Mayor of Sola Municipality
- In office 20 October 2011 – 16 October 2019
- Deputy: Jan Sigve Tjelta
- Preceded by: Håkon Rege
- Succeeded by: Tom Henning Slethei

Personal details
- Born: 15 July 1983 (age 43) Stavanger, Rogaland, Norway
- Party: Conservative
- Spouse: Peter André Schwarz
- Children: 2
- Alma mater: Oslo University College

= Ole Ueland =

Norwegian politician

Ole Ueland (born 1983) is a Norwegian politician for the Conservative Party. He has served as the county mayor of Rogaland since 2023. Prior to this, he was mayor of Sola Municipality from 2011 until 2019, and had other positions in his party.

== Political career ==
Ueland joined the Conservative Party when he was 15, and in 1999 he became leader of the Sola chapter of the Norwegian Young Conservatives. From 2001 he was leader of the local chapter of the party. He served as county secretary for the county chapter of the Young Conservatives from 2002 until 2003. Afterwards he worked as a campaign secretary for Rogland Conservative Party and advisor for mayor of Stavanger Municipality, Leif Johan Sevland from 2005 until 2007.

Ueland was elected to the municipal council of Sola Municipality for the first time in 2003, and became member of the formannskap in 2007.

[Records from a data source]
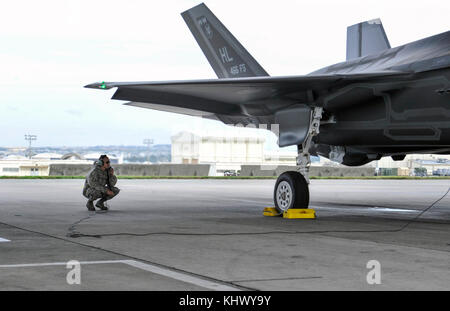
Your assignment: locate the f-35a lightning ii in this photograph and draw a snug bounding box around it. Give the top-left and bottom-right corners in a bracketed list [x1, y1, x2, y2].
[86, 4, 450, 212]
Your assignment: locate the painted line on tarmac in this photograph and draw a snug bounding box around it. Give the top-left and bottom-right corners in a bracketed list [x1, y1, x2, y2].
[124, 260, 238, 291]
[0, 260, 239, 291]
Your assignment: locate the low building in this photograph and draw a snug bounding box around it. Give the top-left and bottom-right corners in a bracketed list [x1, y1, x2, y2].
[0, 158, 92, 176]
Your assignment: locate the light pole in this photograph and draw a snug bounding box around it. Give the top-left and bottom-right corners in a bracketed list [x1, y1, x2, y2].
[25, 134, 37, 159]
[143, 138, 153, 163]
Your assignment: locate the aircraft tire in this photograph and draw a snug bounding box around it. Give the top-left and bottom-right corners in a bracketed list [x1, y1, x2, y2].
[273, 171, 309, 213]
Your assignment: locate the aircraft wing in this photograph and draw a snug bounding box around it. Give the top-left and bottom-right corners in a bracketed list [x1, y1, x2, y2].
[85, 72, 408, 119]
[85, 72, 410, 147]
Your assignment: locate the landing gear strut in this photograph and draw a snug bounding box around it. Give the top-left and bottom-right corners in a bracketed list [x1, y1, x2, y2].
[273, 107, 322, 213]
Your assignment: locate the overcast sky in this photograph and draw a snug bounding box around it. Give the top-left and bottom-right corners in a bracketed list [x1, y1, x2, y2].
[0, 0, 450, 150]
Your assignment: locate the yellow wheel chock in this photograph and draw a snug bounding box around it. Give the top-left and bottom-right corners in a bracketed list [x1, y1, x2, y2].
[263, 207, 316, 219]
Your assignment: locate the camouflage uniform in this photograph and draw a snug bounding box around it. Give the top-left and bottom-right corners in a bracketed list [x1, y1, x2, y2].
[83, 163, 120, 201]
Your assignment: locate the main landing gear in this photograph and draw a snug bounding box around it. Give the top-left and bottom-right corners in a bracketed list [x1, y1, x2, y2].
[273, 107, 322, 213]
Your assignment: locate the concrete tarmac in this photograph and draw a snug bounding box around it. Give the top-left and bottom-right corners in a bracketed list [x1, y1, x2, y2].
[0, 180, 450, 291]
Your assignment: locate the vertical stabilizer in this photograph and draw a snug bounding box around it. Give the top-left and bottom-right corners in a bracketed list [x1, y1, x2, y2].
[347, 19, 391, 60]
[181, 3, 268, 78]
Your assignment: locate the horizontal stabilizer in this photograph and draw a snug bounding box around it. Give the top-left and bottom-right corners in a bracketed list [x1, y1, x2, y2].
[347, 19, 391, 60]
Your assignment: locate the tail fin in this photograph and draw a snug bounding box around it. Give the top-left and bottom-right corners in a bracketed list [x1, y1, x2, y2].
[347, 18, 391, 60]
[181, 3, 268, 78]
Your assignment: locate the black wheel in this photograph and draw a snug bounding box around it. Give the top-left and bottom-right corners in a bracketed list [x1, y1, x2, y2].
[273, 171, 309, 213]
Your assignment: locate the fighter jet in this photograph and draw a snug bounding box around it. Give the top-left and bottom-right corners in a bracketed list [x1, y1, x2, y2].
[86, 3, 450, 212]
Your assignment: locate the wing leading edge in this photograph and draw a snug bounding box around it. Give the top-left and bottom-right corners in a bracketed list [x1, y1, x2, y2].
[85, 72, 408, 123]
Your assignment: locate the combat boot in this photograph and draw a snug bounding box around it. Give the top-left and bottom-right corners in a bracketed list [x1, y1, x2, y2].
[95, 199, 108, 211]
[86, 201, 95, 211]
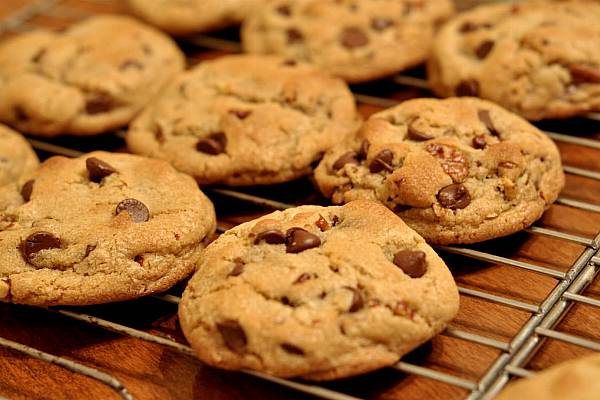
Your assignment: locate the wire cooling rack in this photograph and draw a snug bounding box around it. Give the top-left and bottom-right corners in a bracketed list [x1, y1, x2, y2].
[0, 0, 600, 400]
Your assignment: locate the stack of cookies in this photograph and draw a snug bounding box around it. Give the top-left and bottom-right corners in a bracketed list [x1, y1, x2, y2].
[0, 0, 600, 390]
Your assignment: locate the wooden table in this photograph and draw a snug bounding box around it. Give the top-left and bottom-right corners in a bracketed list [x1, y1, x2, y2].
[0, 0, 600, 400]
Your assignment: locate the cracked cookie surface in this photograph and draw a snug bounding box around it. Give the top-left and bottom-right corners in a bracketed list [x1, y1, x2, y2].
[0, 15, 184, 136]
[127, 55, 360, 185]
[179, 200, 458, 380]
[0, 152, 216, 305]
[242, 0, 453, 83]
[0, 125, 39, 188]
[315, 97, 564, 244]
[127, 0, 267, 35]
[495, 354, 600, 400]
[427, 1, 600, 120]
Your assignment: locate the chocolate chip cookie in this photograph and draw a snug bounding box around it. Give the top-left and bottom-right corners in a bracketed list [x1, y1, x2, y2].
[495, 354, 600, 400]
[242, 0, 453, 83]
[127, 0, 267, 35]
[315, 97, 564, 244]
[179, 200, 458, 380]
[0, 15, 184, 136]
[0, 152, 215, 305]
[427, 1, 600, 120]
[0, 125, 39, 187]
[127, 55, 359, 185]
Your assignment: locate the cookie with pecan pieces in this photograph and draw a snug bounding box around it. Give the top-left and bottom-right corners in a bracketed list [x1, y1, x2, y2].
[427, 0, 600, 120]
[242, 0, 454, 83]
[0, 152, 216, 305]
[179, 200, 458, 380]
[0, 15, 185, 137]
[315, 97, 564, 244]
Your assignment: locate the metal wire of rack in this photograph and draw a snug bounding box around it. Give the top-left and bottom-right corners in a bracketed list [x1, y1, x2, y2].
[0, 0, 600, 400]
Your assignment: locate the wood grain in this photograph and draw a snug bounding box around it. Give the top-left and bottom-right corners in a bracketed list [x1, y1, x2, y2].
[0, 0, 600, 400]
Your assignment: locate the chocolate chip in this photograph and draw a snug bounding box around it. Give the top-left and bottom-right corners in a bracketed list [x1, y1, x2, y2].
[287, 28, 304, 43]
[115, 199, 150, 224]
[119, 59, 144, 71]
[85, 93, 115, 115]
[340, 26, 369, 49]
[344, 286, 365, 312]
[254, 229, 285, 244]
[196, 132, 227, 156]
[407, 125, 433, 142]
[293, 272, 318, 285]
[315, 215, 330, 232]
[285, 228, 321, 253]
[369, 149, 394, 173]
[281, 343, 304, 356]
[20, 231, 60, 263]
[332, 151, 358, 170]
[371, 17, 394, 31]
[473, 135, 487, 149]
[217, 319, 248, 354]
[477, 110, 500, 136]
[227, 257, 244, 277]
[454, 79, 479, 96]
[276, 4, 292, 17]
[475, 40, 494, 60]
[394, 250, 427, 278]
[85, 157, 117, 183]
[437, 183, 471, 210]
[21, 179, 35, 201]
[229, 110, 252, 119]
[569, 64, 600, 85]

• COMPLETE THE FOLLOWING
1. In the Ole Ueland biography, the opening summary says he "had other positions in his party." Explain which details in the biography support that statement.
2. Update the Ole Ueland biography from "Ole Ueland (born" to "2005 until 2007.", swapping "campaign secretary" for "campaign coordinator".
3. Take the Ole Ueland biography further, starting right after its final sentence.

• RESPONSES BY ITEM NUMBER
1. The Political career section lists these roles. From 1999 he led the Sola chapter of the Norwegian Young Conservatives, and from 2001 he led the party's local chapter. He was county secretary for the Young Conservatives' county chapter from 2002 until 2003, and he later worked as a campaign secretary for the party.

2.
Ole Ueland (born 1983) is a Norwegian politician for the Conservative Party. He has served as the county mayor of Rogaland since 2023. Prior to this, he was mayor of Sola Municipality from 2011 until 2019, and had other positions in his party.

== Political career ==
Ueland joined the Conservative Party when he was 15, and in 1999 he became leader of the Sola chapter of the Norwegian Young Conservatives. From 2001 he was leader of the local chapter of the party. He served as county secretary for the county chapter of the Young Conservatives from 2002 until 2003. Afterwards he worked as a campaign coordinator for Rogland Conservative Party and advisor for mayor of Stavanger Municipality, Leif Johan Sevland from 2005 until 2007.

3.
In 2011 he was elected as mayor of Sola Municipality following talks with the Christian Democratic Party and Liberal Party. At 28 years old, he was one of the youngest mayors in the country. He was reelected as mayor in 2015, continuing with the same coalition from his first term.

From 2010 until 2012, he was leader of the county chapter of the Conservative Party.

In 2023, he was elected county mayor of Rogaland following successful talks with the Progress Party, the Liberal Party and the Christian Democratic Party.

== Personal life ==
Ueland has a bachelor's degree in communications from Oslo University College.

He is the grandson of former mayor and member of parliament Ole Gabriel Ueland and nephew of former mayor and predecessor Håkon Rege. He is directly descended from Norwegian liberal pioneer Ole Gabriel Ueland.

He is married to Peter André Schwarz and has two children.